DATASET EXCERPTS |
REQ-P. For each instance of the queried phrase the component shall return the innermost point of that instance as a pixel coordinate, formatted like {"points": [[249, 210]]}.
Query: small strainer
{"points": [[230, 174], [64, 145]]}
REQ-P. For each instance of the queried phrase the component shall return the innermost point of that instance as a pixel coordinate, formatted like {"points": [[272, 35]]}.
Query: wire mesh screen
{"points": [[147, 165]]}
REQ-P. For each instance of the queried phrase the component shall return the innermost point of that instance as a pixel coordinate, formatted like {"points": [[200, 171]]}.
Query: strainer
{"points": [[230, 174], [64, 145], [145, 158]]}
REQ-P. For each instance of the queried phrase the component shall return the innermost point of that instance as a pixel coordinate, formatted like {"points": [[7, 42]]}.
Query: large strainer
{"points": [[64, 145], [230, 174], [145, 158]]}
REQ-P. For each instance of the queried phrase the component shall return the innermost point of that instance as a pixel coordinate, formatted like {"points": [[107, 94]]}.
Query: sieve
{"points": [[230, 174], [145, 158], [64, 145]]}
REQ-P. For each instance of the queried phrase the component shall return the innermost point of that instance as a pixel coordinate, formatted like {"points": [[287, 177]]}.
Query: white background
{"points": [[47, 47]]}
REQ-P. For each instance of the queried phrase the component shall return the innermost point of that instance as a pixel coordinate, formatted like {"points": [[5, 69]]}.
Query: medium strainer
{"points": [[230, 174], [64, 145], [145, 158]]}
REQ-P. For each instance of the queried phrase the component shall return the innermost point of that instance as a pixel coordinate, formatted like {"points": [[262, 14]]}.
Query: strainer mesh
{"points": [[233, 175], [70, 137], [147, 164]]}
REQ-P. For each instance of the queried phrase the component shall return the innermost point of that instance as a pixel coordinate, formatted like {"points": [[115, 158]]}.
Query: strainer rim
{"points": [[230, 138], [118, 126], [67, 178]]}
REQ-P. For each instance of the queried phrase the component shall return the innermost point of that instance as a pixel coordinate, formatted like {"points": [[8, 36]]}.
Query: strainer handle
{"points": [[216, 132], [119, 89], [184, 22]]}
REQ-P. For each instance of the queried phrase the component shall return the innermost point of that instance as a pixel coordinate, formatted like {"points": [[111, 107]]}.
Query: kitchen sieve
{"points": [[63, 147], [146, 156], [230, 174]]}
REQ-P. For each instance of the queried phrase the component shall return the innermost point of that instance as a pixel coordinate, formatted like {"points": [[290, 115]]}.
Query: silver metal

TASK TO CARRY OUT |
Write the data back out verbatim.

TASK ANSWER |
REQ-P. For each instance of the queried phrase the component shall return the innermost point of that instance as a pixel coordinate, formatted like {"points": [[249, 210]]}.
Query: small strainer
{"points": [[230, 174], [64, 145]]}
REQ-P. For each instance of the queried phrase the component shall return the innermost point of that instance as a pixel coordinate, formatted like {"points": [[272, 35]]}.
Query: wire mesh screen
{"points": [[147, 165]]}
REQ-P. For each instance of the queried phrase the component shall return the innermost point of that instance as a pixel coordinate, formatted like {"points": [[200, 171]]}.
Query: strainer
{"points": [[230, 174], [64, 145], [145, 158]]}
REQ-P. For each instance of the queried phrase the component shall return the innermost point of that instance as a pixel coordinate, formatted like {"points": [[7, 42]]}.
Query: large strainer
{"points": [[64, 145], [230, 174], [145, 158]]}
REQ-P. For each instance of the queried phrase the component shall return the innermost point of that instance as a pixel coordinate, formatted like {"points": [[107, 94]]}.
Query: sieve
{"points": [[230, 174], [145, 158], [64, 145]]}
REQ-P. For each instance of the queried phrase the component shall return the innermost point of that instance as a pixel coordinate, formatted like {"points": [[287, 177]]}.
Query: white background
{"points": [[47, 47]]}
REQ-P. For each instance of the queried phrase the component shall return the innermost point of that instance as a pixel coordinate, formatted like {"points": [[5, 69]]}.
Query: medium strainer
{"points": [[230, 174], [64, 145], [145, 158]]}
REQ-P. For each instance of the queried phrase the component shall return the innermost point of that instance as a pixel coordinate, formatted like {"points": [[262, 14]]}.
Query: strainer mesh
{"points": [[233, 175], [70, 137], [147, 164]]}
REQ-P. For each instance of the queried phrase the component shall return the innermost point of that instance as a pixel coordinate, formatted like {"points": [[115, 158]]}.
Query: strainer rim
{"points": [[230, 138], [118, 126], [67, 178]]}
REQ-P. For each instance of the queried phrase the component shall return the innermost point of that instance as a pixel coordinate, formatted like {"points": [[8, 36]]}.
Query: strainer handle
{"points": [[216, 132], [119, 89], [184, 22]]}
REQ-P. For each instance of the queried phrase the component shall return the innermost point of that instance as a pixel coordinate, formatted like {"points": [[111, 107]]}.
Query: kitchen sieve
{"points": [[63, 147], [146, 156], [230, 174]]}
REQ-P. For each instance of the queried phrase the component shall return the innermost point of that instance as a pixel coordinate, formatted like {"points": [[290, 115]]}.
Query: silver metal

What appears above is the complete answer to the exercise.